__What you need to do__.
Take the line with "grass, that would be most welcome." and every line after it in the data. Transcribe them exactly, through the last.

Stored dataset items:

= = = = =

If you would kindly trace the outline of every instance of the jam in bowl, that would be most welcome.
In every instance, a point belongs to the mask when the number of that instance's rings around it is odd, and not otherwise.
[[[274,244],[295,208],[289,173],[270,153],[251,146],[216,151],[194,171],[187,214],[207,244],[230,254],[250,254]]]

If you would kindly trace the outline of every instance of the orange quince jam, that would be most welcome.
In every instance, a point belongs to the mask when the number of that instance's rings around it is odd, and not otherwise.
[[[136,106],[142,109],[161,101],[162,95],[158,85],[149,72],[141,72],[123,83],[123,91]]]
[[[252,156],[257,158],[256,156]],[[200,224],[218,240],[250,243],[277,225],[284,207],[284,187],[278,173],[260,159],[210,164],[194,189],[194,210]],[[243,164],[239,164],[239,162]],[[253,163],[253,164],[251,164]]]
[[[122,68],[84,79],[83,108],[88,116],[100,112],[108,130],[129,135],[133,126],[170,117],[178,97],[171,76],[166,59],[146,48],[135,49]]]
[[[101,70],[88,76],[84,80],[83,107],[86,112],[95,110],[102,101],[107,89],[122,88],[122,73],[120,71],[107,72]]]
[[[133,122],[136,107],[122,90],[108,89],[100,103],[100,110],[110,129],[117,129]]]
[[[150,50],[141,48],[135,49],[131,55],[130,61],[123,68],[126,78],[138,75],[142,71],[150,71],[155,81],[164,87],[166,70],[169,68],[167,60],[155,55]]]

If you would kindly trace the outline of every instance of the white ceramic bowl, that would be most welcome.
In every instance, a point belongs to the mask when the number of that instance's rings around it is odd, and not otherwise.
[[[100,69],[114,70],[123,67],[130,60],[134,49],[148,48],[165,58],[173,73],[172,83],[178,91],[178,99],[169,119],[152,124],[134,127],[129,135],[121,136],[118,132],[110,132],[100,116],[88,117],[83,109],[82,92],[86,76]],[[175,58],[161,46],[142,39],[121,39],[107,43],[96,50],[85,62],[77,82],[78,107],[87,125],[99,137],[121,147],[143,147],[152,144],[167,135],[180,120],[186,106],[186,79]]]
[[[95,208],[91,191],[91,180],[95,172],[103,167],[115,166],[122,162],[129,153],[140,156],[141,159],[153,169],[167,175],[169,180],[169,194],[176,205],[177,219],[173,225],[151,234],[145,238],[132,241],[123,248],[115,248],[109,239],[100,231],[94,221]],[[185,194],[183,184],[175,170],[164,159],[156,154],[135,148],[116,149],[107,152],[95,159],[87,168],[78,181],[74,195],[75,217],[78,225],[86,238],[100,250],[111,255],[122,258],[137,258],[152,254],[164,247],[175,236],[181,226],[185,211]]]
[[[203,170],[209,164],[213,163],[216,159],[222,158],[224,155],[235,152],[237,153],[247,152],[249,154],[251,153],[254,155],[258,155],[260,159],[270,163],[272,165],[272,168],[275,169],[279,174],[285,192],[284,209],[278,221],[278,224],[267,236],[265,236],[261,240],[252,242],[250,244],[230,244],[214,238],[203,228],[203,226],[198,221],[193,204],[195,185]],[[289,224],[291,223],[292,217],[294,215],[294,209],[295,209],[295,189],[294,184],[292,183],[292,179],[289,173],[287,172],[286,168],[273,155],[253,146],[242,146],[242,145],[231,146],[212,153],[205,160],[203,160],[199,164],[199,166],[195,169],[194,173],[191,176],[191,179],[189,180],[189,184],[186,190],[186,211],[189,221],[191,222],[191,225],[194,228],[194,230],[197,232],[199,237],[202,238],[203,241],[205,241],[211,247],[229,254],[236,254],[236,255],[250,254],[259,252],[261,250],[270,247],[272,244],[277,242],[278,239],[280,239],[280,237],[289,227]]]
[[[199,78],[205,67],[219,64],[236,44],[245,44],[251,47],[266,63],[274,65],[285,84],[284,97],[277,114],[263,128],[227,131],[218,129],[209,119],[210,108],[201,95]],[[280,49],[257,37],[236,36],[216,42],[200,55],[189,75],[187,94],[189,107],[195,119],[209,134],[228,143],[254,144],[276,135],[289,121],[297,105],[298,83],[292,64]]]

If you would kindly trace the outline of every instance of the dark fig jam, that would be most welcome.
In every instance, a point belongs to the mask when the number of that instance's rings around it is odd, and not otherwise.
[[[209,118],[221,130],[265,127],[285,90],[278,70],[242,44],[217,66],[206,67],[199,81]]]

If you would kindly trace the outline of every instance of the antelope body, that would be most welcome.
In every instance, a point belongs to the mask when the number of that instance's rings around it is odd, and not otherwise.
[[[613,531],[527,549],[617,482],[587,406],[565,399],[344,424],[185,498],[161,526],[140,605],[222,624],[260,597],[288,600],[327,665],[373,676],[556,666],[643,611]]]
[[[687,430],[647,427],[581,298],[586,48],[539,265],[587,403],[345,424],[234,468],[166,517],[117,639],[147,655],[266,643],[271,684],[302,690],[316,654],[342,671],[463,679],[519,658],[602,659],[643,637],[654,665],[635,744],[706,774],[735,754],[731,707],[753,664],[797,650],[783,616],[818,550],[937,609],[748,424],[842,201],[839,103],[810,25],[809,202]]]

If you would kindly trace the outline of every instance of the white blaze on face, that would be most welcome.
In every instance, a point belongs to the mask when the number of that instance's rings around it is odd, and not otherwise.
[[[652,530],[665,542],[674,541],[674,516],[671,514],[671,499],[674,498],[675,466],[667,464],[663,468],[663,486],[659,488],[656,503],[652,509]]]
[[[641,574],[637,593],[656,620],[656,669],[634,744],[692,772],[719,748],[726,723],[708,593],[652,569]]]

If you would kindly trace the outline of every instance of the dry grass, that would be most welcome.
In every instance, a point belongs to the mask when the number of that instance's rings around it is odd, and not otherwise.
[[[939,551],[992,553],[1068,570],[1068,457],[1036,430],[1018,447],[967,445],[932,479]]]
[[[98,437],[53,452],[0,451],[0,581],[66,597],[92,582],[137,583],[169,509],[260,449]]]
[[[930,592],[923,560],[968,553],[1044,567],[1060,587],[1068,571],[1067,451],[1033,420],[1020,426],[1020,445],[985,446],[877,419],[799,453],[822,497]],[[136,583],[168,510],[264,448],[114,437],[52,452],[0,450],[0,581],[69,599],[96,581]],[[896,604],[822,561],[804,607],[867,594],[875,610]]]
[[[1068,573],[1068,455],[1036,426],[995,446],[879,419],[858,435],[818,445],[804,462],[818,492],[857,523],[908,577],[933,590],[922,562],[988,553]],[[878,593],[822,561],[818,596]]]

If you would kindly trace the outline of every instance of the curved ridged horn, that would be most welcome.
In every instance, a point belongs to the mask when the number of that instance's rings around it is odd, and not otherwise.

= = = = =

__Task answer__.
If you would kindly trace the outline of every instance of the dry grass, that would be most welcome.
In every instance, a point belongs to the mask when the number of that instance's rings around it is odd, and not otherwise.
[[[939,551],[992,553],[1068,570],[1068,457],[1036,430],[1018,447],[967,445],[932,479]]]
[[[98,437],[53,452],[0,451],[0,581],[66,597],[92,582],[137,583],[169,509],[260,449]]]
[[[930,592],[923,560],[968,553],[1044,567],[1060,587],[1068,571],[1067,451],[1033,420],[1020,426],[1020,445],[985,446],[877,419],[799,453],[822,497]],[[136,583],[168,510],[264,448],[114,437],[52,452],[0,450],[0,581],[69,599],[96,581]],[[896,604],[822,561],[804,607],[867,594],[875,610]]]
[[[1068,573],[1068,455],[1036,426],[995,446],[879,419],[858,435],[818,445],[804,462],[818,492],[857,523],[908,577],[933,590],[922,562],[988,553]],[[878,593],[822,561],[818,596]]]

If you would kindly trace the outline of every instance of the curved ridged horn, that would be most welcome.
In every instance, a point belongs to the mask when the number of that instance's rings around it is odd, and not otherwise.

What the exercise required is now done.